A block of data:
◆ ◆ ◆ ◆

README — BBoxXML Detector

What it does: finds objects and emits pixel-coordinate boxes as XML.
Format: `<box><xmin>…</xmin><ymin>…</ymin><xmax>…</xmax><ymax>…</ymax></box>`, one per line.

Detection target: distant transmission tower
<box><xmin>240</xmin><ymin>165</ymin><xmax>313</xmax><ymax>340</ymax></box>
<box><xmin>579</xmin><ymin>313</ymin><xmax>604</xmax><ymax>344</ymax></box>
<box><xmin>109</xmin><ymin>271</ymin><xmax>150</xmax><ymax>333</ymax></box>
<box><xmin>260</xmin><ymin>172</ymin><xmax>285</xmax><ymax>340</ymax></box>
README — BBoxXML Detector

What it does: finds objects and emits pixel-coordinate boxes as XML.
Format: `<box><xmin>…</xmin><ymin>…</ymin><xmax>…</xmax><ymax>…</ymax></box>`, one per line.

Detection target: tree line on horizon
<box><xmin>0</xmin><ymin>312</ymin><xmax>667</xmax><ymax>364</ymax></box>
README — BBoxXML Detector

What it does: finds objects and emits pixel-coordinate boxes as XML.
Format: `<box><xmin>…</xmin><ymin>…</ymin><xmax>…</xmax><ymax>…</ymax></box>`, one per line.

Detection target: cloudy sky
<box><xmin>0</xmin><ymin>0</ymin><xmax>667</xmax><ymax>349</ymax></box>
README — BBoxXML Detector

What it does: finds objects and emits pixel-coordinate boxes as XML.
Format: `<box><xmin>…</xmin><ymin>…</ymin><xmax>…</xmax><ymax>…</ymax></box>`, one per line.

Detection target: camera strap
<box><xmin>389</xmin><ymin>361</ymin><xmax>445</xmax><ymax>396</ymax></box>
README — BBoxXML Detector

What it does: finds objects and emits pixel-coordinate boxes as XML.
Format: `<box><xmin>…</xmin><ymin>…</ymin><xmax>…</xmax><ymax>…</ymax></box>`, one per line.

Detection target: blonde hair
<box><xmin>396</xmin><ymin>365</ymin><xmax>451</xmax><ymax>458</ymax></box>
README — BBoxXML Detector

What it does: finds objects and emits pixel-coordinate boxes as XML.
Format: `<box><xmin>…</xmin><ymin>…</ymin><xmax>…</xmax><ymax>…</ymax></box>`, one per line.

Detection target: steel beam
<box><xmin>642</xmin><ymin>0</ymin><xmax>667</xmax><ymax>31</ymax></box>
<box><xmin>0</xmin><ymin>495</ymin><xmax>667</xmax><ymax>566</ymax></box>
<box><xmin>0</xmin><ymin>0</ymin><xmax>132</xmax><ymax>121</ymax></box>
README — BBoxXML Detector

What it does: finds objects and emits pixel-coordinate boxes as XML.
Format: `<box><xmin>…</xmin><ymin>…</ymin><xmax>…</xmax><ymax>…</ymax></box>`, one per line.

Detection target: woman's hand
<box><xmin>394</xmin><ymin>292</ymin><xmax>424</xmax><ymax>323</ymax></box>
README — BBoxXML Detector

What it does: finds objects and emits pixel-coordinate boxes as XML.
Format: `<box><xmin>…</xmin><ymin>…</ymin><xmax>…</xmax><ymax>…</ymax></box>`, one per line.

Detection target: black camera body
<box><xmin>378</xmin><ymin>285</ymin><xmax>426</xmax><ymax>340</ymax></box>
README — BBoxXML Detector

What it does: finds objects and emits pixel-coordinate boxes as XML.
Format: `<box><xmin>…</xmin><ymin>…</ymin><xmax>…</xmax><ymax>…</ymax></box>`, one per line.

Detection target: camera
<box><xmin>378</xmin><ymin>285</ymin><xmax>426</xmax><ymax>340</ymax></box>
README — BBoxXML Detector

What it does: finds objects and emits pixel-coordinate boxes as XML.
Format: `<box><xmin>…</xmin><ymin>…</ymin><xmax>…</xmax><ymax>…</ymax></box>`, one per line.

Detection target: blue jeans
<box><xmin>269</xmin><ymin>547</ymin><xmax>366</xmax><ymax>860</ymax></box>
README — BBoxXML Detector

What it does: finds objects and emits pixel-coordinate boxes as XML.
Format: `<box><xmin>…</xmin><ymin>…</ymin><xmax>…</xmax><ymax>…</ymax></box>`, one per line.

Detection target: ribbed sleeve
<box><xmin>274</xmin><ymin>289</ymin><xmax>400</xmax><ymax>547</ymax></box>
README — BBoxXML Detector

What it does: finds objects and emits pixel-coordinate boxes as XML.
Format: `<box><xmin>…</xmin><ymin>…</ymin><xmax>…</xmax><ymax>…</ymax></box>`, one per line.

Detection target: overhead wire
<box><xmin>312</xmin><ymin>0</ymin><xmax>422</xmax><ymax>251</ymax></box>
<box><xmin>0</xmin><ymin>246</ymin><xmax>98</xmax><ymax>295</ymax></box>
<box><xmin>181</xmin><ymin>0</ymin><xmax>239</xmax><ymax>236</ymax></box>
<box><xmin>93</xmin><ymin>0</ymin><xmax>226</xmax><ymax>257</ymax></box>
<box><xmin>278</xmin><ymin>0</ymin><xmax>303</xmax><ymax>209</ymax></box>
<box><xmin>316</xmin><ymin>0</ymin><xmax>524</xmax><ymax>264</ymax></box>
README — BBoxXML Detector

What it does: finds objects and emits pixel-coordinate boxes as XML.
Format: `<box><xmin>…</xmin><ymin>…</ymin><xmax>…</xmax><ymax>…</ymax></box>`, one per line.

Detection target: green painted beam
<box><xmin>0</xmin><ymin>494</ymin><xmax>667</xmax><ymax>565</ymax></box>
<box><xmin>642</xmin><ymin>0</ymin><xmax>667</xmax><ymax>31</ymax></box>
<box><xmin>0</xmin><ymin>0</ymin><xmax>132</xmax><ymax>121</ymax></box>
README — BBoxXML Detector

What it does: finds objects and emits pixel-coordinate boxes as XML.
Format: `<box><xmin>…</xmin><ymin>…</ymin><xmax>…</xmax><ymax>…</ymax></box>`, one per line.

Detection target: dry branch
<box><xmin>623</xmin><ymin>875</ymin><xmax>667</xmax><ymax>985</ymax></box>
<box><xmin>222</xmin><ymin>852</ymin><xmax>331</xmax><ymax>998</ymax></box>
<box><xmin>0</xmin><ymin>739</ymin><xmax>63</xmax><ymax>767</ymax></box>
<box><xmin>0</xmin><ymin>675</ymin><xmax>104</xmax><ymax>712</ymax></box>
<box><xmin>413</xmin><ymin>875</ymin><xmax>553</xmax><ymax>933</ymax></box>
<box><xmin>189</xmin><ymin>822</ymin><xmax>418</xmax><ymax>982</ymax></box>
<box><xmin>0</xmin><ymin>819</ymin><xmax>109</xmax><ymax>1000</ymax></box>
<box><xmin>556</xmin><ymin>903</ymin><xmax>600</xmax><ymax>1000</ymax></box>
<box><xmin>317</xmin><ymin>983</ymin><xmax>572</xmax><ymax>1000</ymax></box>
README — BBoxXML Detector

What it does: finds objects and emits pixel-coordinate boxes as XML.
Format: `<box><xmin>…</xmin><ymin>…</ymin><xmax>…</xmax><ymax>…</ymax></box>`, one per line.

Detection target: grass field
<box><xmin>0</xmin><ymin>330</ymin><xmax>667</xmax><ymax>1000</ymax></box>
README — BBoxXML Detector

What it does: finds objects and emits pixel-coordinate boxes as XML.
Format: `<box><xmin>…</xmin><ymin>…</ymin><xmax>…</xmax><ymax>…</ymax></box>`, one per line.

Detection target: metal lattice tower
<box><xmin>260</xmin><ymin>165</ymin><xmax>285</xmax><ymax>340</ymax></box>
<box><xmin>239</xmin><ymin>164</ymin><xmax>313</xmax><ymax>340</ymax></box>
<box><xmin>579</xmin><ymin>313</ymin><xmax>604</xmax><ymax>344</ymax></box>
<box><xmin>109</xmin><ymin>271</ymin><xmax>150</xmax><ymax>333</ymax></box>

◆ ◆ ◆ ◆

- _Written task_: Pick out each line in the data above that contains the word "beam". Upper and lower case must match.

- _Answer_:
Detection target: steel beam
Detection target: green painted beam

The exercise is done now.